# Start of INPUT DATA

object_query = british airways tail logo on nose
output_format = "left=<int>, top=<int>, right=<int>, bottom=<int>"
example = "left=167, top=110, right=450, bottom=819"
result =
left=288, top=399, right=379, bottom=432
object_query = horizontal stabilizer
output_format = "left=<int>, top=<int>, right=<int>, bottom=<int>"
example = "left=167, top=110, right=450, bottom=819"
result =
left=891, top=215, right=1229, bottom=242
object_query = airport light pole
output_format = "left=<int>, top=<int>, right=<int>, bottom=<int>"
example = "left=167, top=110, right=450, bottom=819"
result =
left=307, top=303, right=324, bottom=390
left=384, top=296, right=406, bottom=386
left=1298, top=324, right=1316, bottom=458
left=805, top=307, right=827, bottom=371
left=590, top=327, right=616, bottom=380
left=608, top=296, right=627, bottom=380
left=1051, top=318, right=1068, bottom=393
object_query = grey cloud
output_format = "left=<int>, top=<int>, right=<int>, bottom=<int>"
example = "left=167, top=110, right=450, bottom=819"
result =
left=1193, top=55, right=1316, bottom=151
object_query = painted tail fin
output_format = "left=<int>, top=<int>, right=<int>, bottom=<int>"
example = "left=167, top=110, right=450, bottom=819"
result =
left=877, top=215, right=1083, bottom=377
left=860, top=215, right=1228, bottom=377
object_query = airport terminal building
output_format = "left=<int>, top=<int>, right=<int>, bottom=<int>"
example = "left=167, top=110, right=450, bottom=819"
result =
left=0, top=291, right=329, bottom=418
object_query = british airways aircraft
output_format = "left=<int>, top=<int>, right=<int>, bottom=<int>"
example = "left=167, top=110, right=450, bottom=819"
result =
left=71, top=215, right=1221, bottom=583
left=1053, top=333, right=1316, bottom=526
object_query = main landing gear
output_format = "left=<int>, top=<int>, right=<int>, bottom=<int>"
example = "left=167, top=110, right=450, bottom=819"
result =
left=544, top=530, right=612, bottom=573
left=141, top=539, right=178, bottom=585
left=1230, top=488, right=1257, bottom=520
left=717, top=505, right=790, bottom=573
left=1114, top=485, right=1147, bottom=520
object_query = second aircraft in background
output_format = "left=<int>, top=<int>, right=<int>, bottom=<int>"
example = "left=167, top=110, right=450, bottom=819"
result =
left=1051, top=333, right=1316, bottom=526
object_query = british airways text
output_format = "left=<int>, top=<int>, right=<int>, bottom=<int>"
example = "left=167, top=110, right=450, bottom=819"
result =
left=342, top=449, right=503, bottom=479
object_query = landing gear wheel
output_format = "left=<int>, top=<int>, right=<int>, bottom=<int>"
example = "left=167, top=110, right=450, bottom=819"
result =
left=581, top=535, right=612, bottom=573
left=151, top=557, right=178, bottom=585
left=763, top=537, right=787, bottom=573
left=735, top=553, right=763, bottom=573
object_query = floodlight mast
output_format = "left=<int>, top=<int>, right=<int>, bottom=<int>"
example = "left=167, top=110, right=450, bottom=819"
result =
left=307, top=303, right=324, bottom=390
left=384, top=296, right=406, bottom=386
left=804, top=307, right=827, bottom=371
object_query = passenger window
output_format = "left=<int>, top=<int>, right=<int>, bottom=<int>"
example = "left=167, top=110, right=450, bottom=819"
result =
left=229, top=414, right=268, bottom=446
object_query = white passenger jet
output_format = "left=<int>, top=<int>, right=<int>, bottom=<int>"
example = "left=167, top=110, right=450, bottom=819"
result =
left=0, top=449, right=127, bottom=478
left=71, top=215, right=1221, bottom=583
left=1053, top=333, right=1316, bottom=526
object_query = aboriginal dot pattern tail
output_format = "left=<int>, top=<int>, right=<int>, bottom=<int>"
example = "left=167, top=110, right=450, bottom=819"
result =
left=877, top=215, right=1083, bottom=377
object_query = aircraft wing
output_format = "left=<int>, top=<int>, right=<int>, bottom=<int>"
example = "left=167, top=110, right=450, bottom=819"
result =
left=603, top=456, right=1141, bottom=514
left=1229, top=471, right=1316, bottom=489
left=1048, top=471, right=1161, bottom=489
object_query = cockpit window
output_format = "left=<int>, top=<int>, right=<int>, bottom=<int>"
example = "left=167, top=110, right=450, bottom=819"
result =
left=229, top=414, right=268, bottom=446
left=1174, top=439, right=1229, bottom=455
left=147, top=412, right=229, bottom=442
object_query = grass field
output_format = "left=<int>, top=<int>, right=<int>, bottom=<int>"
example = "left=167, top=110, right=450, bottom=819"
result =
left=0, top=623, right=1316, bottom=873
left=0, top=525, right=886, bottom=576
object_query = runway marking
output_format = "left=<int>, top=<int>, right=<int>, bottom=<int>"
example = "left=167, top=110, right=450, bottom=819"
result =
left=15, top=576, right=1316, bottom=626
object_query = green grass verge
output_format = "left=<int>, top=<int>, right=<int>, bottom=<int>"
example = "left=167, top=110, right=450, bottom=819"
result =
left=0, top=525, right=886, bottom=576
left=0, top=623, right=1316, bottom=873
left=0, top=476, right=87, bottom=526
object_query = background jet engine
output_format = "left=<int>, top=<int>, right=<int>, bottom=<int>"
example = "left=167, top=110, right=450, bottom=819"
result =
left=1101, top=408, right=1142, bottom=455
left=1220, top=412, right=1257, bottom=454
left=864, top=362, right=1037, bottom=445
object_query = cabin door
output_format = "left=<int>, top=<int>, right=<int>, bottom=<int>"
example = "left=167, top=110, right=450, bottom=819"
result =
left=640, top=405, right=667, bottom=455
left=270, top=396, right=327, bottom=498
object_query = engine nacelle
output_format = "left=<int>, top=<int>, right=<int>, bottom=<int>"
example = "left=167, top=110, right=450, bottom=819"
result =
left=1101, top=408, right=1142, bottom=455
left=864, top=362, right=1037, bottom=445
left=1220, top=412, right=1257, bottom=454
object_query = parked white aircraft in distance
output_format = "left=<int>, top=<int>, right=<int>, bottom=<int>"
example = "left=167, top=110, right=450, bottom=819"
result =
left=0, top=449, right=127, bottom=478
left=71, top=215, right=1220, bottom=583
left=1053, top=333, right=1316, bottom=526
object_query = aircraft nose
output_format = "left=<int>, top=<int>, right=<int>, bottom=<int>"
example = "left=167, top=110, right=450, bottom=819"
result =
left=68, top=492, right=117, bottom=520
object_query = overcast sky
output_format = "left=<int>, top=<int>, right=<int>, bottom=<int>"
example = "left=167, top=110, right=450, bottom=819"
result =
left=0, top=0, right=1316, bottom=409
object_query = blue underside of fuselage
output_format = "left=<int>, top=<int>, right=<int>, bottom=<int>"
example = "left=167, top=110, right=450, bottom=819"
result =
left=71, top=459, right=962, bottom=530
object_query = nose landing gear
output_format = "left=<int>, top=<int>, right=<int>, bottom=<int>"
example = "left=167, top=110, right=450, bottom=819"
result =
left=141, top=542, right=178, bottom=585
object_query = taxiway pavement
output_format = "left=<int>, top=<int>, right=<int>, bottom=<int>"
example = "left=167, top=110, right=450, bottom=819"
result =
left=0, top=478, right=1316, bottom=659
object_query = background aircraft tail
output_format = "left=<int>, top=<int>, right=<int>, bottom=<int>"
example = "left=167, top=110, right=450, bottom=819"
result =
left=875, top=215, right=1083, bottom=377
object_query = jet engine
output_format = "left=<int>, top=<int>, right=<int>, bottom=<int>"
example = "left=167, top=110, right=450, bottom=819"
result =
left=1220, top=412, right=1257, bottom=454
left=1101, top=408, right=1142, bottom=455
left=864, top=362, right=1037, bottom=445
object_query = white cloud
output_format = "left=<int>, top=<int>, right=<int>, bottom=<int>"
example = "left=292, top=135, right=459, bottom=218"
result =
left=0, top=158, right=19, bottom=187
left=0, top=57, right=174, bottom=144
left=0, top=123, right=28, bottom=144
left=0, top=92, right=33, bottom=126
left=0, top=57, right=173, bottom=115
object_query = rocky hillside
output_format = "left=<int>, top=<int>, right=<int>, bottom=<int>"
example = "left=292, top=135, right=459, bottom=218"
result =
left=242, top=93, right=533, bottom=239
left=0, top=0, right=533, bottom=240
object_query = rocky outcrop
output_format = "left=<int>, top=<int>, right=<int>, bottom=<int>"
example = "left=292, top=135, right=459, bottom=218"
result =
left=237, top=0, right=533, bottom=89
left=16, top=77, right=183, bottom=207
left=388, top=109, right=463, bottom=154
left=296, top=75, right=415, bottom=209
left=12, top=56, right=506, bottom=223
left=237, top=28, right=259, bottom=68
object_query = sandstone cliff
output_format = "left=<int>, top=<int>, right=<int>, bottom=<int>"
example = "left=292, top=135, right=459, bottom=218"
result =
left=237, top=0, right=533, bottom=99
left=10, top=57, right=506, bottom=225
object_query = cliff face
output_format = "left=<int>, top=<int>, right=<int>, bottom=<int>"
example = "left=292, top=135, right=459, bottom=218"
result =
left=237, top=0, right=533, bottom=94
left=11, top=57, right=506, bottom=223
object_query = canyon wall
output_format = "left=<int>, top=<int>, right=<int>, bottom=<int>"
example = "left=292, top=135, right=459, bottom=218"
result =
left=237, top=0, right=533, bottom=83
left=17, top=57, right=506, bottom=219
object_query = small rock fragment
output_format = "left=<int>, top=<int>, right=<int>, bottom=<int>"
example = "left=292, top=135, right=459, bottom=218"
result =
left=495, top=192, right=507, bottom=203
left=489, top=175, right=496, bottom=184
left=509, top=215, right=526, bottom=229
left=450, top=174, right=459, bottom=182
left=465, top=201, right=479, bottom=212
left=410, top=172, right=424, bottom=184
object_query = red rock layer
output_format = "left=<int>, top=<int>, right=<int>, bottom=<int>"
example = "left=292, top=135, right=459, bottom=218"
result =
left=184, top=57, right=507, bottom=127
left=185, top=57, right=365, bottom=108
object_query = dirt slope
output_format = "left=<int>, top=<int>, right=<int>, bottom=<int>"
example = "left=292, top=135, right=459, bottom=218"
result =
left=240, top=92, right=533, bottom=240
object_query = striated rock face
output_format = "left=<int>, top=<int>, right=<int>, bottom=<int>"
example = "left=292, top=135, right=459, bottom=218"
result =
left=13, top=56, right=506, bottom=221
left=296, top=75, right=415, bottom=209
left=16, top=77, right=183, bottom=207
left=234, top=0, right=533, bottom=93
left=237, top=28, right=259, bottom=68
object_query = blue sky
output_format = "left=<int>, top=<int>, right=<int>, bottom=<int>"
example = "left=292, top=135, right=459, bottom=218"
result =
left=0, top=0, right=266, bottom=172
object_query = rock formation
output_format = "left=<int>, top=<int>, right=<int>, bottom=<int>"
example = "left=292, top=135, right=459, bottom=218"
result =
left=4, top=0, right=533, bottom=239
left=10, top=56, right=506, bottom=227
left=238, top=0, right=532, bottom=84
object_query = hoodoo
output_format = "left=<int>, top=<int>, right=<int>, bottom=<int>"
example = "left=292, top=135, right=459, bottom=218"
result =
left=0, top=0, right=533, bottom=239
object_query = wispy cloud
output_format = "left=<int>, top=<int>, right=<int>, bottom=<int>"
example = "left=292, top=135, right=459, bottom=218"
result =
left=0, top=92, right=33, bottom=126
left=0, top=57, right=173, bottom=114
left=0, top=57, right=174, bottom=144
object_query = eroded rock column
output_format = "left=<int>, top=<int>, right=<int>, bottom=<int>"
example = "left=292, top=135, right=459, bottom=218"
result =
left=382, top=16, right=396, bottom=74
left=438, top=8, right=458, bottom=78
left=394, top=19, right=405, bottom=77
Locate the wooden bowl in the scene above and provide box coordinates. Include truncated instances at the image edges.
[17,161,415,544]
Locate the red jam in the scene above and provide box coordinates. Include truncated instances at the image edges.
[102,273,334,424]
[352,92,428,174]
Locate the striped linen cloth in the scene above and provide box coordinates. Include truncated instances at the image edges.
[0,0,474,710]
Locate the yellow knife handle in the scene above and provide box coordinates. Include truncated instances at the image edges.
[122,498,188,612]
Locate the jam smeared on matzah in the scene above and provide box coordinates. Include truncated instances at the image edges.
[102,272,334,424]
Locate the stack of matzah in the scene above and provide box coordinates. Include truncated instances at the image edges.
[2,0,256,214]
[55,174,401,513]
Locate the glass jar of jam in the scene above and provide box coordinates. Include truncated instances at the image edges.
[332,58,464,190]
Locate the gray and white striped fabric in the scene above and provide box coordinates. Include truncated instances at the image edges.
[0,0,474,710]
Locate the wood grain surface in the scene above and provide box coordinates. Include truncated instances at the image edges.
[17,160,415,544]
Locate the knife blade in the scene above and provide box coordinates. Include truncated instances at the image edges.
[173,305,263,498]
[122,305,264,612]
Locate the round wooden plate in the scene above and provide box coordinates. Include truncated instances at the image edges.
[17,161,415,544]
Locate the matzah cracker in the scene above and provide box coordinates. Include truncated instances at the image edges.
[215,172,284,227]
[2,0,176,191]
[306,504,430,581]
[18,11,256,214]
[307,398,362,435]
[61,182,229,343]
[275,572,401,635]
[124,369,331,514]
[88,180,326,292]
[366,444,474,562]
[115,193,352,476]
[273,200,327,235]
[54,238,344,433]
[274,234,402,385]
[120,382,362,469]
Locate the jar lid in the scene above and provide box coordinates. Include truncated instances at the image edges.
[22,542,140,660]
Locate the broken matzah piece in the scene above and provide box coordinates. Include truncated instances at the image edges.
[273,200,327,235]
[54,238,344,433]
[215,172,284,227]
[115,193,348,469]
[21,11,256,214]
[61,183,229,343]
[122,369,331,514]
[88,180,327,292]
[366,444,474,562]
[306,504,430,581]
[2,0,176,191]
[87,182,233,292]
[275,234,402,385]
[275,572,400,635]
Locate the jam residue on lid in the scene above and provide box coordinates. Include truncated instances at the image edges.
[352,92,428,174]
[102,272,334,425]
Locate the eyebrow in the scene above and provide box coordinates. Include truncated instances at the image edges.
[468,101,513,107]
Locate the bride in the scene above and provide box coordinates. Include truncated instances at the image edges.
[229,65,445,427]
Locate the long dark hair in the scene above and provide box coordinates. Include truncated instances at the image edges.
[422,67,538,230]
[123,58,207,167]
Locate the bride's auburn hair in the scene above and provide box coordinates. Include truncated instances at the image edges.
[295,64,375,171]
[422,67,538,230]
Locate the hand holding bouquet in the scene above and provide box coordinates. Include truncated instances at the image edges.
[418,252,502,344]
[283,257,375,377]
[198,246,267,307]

# End of INPUT DATA

(INSTRUCTIONS FOR THE TASK): Rewrite the data from the line containing "Locate the hand" through the end of the data, putting "flowers" in place of "bouquet" and changing nothing else.

(FULL SOLUTION):
Locate the hand holding flowers in the scene above and provide box coordinates. Include truncated instances at the image edges.
[418,252,502,344]
[283,257,375,377]
[198,246,267,307]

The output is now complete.